[GOAL OF THE EXERCISE] Rewrite every line of the data in the part that opens with the line containing "Pinpoint dishwasher handle" and closes with the line containing "42, 640, 347]]", both ends included, keeping every other line unchanged. In that rewrite, shift each bounding-box coordinate in the answers by adding 63, and change no other number.
* START *
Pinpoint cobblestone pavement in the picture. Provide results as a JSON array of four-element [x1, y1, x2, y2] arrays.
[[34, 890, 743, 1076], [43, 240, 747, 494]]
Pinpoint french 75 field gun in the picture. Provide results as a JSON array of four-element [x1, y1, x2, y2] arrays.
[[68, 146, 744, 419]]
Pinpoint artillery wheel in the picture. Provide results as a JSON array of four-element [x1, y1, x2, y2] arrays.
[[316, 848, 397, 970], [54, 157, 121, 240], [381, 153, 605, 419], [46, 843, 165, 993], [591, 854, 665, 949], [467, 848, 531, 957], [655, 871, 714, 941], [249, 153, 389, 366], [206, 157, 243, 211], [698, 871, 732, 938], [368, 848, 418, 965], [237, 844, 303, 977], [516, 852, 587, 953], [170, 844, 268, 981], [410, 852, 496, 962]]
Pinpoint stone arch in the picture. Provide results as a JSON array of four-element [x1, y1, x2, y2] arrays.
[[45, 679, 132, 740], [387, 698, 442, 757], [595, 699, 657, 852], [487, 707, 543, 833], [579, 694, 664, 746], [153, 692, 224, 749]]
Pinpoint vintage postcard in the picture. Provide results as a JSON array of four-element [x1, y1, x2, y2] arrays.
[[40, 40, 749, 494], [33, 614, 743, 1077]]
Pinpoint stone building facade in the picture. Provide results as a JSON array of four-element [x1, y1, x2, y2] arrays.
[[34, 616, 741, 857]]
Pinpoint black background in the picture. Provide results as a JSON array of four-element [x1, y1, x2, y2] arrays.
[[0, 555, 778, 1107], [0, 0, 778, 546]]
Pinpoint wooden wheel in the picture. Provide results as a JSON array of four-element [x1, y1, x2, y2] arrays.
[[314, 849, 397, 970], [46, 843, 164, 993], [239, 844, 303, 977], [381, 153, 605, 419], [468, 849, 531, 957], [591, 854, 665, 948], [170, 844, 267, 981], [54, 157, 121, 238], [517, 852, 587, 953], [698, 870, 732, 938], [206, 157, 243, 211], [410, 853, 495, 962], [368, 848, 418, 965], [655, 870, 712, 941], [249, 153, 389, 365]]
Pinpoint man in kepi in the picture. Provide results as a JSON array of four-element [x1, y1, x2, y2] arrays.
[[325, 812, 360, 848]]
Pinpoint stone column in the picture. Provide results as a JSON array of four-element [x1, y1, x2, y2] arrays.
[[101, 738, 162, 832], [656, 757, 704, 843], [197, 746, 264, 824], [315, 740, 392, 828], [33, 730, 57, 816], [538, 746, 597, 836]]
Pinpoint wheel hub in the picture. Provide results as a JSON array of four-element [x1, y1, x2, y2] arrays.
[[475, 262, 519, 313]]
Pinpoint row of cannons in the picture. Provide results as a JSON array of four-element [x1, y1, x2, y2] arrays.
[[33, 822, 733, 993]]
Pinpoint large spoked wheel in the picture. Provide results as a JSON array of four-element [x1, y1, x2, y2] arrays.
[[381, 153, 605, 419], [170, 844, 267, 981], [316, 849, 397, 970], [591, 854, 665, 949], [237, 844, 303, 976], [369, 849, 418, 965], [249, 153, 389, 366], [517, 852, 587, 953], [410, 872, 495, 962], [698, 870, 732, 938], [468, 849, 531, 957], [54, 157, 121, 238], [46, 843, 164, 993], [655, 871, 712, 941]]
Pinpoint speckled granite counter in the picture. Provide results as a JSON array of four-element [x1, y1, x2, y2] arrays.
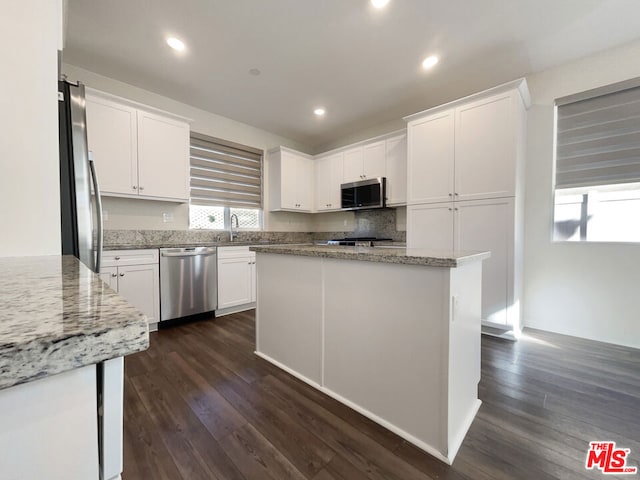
[[0, 256, 149, 389], [104, 241, 295, 251], [251, 245, 490, 267]]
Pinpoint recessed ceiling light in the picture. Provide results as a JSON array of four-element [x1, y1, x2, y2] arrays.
[[422, 55, 439, 70], [167, 37, 184, 52], [371, 0, 389, 8]]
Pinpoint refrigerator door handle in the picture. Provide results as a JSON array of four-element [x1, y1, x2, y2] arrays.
[[89, 151, 104, 273]]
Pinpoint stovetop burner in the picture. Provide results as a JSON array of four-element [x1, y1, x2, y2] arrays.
[[327, 237, 393, 247]]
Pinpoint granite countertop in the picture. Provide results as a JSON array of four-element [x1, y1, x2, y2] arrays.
[[0, 255, 149, 389], [251, 245, 491, 267], [104, 241, 299, 252]]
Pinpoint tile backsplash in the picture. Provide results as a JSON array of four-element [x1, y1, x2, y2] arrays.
[[104, 208, 406, 248]]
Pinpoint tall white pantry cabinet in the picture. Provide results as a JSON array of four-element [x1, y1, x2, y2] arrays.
[[405, 79, 530, 337]]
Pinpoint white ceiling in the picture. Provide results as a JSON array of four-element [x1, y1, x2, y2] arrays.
[[64, 0, 640, 148]]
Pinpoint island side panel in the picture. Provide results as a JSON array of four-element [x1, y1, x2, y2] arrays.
[[256, 253, 322, 384], [324, 259, 450, 456], [0, 365, 99, 480], [447, 262, 482, 461]]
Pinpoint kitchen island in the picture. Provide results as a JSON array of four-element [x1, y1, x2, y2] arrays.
[[0, 255, 149, 480], [252, 245, 489, 464]]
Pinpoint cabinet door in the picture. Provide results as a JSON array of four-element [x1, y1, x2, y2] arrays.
[[455, 93, 519, 200], [295, 157, 313, 212], [138, 110, 189, 200], [118, 265, 160, 323], [342, 147, 363, 183], [313, 157, 331, 212], [280, 151, 298, 210], [362, 140, 386, 182], [218, 255, 255, 309], [86, 95, 138, 195], [455, 198, 518, 325], [407, 202, 453, 252], [314, 153, 342, 212], [99, 267, 118, 292], [386, 135, 407, 205], [407, 110, 454, 204]]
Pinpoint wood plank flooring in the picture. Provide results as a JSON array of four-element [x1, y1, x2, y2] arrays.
[[123, 312, 640, 480]]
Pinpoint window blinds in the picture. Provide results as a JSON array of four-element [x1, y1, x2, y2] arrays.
[[190, 132, 262, 208], [556, 82, 640, 188]]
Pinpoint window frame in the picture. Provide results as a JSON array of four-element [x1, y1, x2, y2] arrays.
[[189, 130, 265, 232], [551, 77, 640, 245]]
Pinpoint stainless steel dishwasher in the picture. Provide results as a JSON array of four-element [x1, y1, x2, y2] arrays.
[[160, 247, 218, 320]]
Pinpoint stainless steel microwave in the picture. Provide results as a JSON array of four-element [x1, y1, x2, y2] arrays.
[[340, 177, 387, 210]]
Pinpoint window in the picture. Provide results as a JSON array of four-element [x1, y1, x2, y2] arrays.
[[189, 132, 262, 230], [554, 79, 640, 242]]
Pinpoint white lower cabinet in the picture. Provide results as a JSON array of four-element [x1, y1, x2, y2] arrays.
[[100, 249, 160, 323], [407, 197, 519, 329], [218, 246, 256, 311]]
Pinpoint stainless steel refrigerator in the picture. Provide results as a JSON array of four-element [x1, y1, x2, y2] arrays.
[[58, 81, 103, 272], [58, 81, 124, 480]]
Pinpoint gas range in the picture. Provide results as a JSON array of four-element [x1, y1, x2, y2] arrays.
[[327, 237, 393, 247]]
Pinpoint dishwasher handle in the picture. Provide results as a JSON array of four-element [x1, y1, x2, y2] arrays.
[[160, 250, 216, 257]]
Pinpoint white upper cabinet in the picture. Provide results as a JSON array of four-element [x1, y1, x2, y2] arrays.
[[266, 131, 407, 212], [405, 80, 529, 337], [385, 134, 407, 206], [138, 110, 189, 199], [86, 95, 138, 195], [313, 152, 343, 212], [407, 110, 455, 205], [86, 91, 189, 202], [342, 140, 386, 183], [454, 92, 520, 200], [362, 140, 386, 180], [267, 147, 313, 212], [407, 85, 525, 204], [342, 147, 363, 183]]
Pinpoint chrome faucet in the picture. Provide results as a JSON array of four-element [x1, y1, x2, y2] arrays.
[[229, 213, 240, 242]]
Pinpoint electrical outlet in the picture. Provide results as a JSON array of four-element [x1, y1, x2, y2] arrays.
[[451, 295, 460, 322]]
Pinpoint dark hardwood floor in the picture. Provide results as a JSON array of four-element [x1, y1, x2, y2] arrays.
[[123, 312, 640, 480]]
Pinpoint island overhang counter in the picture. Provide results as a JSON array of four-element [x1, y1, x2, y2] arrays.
[[251, 245, 490, 464], [0, 255, 149, 480]]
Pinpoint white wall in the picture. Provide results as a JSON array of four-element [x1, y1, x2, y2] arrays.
[[62, 63, 312, 232], [0, 0, 62, 257], [523, 42, 640, 347]]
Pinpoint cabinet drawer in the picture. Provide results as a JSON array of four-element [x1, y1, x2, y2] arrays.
[[218, 246, 256, 259], [102, 248, 159, 267]]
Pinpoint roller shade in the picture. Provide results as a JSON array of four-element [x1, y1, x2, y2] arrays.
[[190, 132, 262, 208], [556, 82, 640, 188]]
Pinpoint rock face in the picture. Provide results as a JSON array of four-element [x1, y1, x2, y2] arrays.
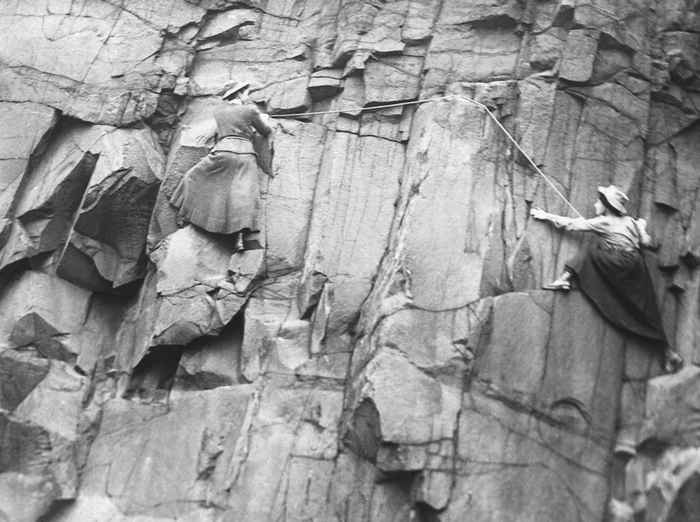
[[0, 0, 700, 522]]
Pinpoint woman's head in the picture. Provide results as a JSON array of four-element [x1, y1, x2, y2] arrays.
[[594, 185, 629, 216]]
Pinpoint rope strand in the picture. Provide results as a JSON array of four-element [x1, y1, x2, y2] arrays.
[[270, 94, 583, 217]]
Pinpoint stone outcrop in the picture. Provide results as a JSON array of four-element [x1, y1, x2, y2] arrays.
[[0, 0, 700, 522]]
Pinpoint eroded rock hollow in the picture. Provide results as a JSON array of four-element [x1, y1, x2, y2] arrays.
[[0, 0, 700, 522]]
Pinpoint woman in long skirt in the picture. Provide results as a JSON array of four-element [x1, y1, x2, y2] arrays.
[[170, 85, 272, 250], [530, 185, 683, 372]]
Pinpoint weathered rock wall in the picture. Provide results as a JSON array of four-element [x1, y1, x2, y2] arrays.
[[0, 0, 700, 522]]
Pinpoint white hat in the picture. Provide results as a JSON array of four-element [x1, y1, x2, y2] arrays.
[[598, 185, 629, 215]]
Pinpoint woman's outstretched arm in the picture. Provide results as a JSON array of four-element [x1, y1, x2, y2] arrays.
[[530, 207, 604, 232]]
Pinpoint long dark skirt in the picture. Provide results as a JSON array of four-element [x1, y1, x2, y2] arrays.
[[170, 151, 260, 234], [566, 241, 667, 349]]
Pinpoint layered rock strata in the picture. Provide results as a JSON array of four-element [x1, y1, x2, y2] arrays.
[[0, 0, 700, 522]]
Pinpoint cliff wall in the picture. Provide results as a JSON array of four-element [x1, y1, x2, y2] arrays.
[[0, 0, 700, 522]]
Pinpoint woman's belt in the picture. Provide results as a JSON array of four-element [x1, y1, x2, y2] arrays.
[[211, 136, 255, 154]]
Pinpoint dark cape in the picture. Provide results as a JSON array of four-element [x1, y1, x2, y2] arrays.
[[170, 151, 260, 234], [170, 103, 271, 234], [566, 238, 668, 349]]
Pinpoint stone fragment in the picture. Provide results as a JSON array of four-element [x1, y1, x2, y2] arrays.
[[438, 0, 523, 27], [0, 271, 90, 360], [0, 350, 49, 412], [649, 101, 698, 145], [0, 102, 57, 246], [345, 348, 461, 471], [0, 125, 99, 267], [0, 124, 162, 291], [174, 318, 245, 390], [397, 100, 499, 310], [0, 472, 56, 522], [263, 120, 326, 273], [337, 76, 365, 118], [559, 29, 599, 82], [151, 225, 247, 346], [423, 22, 521, 91], [57, 128, 163, 290], [0, 0, 205, 125], [307, 69, 343, 101], [228, 248, 265, 294], [241, 274, 298, 381], [190, 40, 310, 95], [441, 393, 608, 522], [0, 363, 87, 504], [401, 0, 440, 44], [640, 367, 700, 447], [302, 132, 404, 342], [75, 385, 253, 520], [662, 31, 700, 86], [528, 27, 566, 70], [364, 55, 423, 104], [197, 9, 260, 40]]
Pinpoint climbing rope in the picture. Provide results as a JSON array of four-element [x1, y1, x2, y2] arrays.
[[270, 94, 583, 217]]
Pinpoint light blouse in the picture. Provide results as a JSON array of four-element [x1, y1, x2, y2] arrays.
[[547, 214, 651, 251]]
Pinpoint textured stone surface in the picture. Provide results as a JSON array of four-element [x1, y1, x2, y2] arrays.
[[0, 0, 700, 522]]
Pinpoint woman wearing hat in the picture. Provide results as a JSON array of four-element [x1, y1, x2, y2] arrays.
[[170, 84, 272, 250], [530, 185, 683, 371]]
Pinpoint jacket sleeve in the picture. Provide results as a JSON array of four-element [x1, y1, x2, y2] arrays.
[[547, 214, 605, 232]]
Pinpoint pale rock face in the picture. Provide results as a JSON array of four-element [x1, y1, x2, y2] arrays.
[[0, 0, 700, 522]]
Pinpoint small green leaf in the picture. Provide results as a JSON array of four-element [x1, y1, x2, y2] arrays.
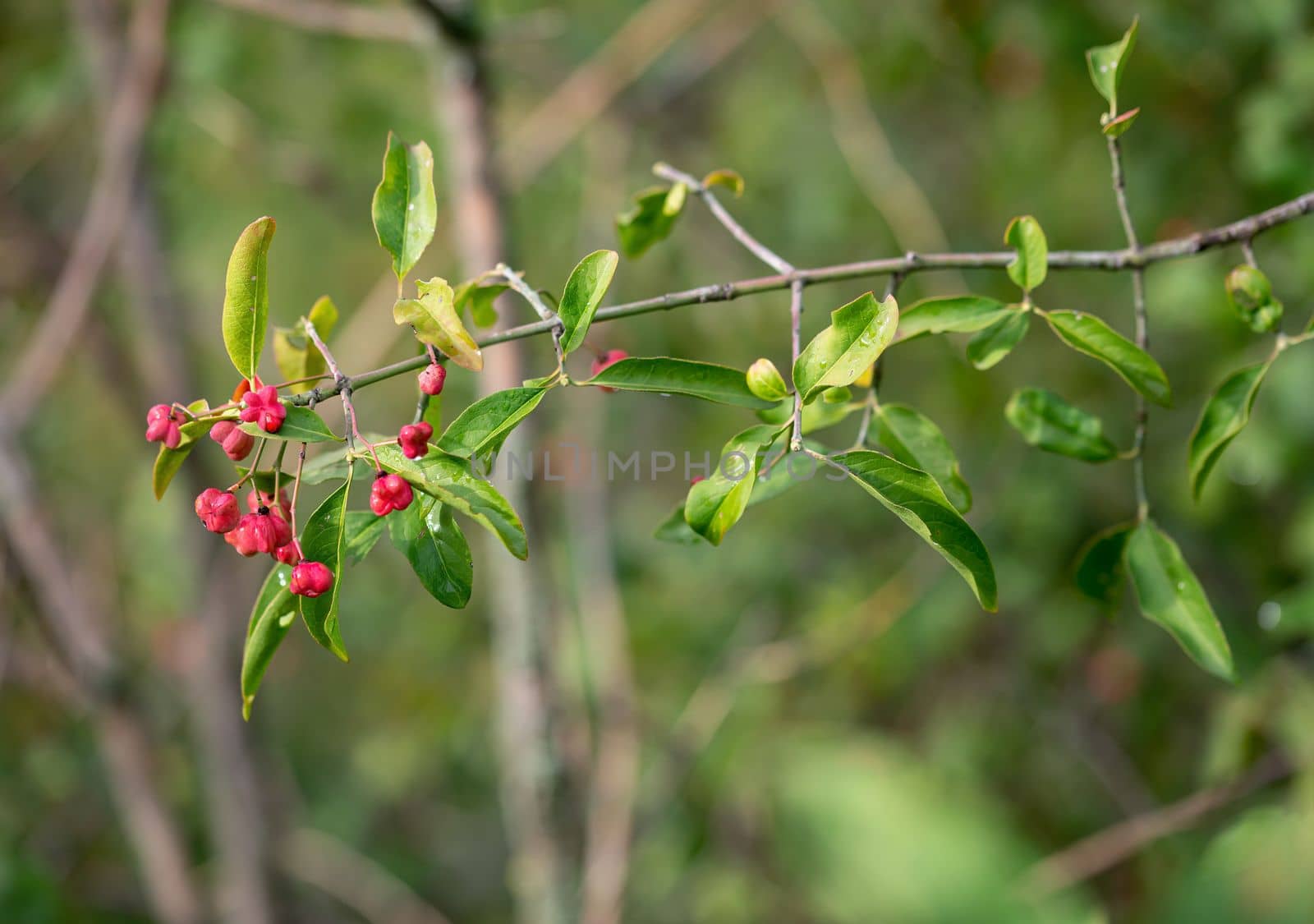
* END *
[COMPLETE ANSWER]
Pinpoint dishwasher handle in the picture. Provide results as a JSON array of four-element [x1, y1, x2, y2] arrays.
[[223, 313, 279, 320]]
Pinpoint white upper cabinet in the picture. Provide results as a JSON array of four-element [x1, y1, x2, y2] arrays.
[[329, 194, 470, 275], [468, 143, 592, 400], [448, 197, 470, 269], [201, 173, 252, 262], [149, 158, 201, 258], [376, 215, 406, 275], [470, 173, 518, 268], [149, 154, 252, 265], [405, 203, 449, 246], [517, 155, 583, 263], [425, 203, 449, 243], [330, 210, 376, 275], [470, 148, 588, 267], [405, 210, 426, 246]]
Pinpoint chrome faucet in the picture. Provide results as a JSON array of four-element [x1, y1, x2, y2] arrays.
[[292, 276, 303, 305]]
Pinpoint electrical outlet in the picture. Provide results as a JSON array of four-element [x1, y1, x2, y2] arrays.
[[514, 358, 523, 385]]
Pinpoint dark hardwood floor in the picture. Provide results as a JSON array of four-element [x1, y1, x2, y2] arrays.
[[186, 375, 703, 543]]
Pinpoint island overhang counter in the picture. Provide results as a JSON array of four-element [x1, y1, x2, y2] arrays.
[[314, 308, 553, 527], [63, 318, 212, 543]]
Pinpoint white wall in the picture. Provide results as a JSON array of four-element [x1, y1, x2, y2] arrays.
[[125, 126, 375, 295], [63, 63, 125, 320], [586, 105, 703, 410]]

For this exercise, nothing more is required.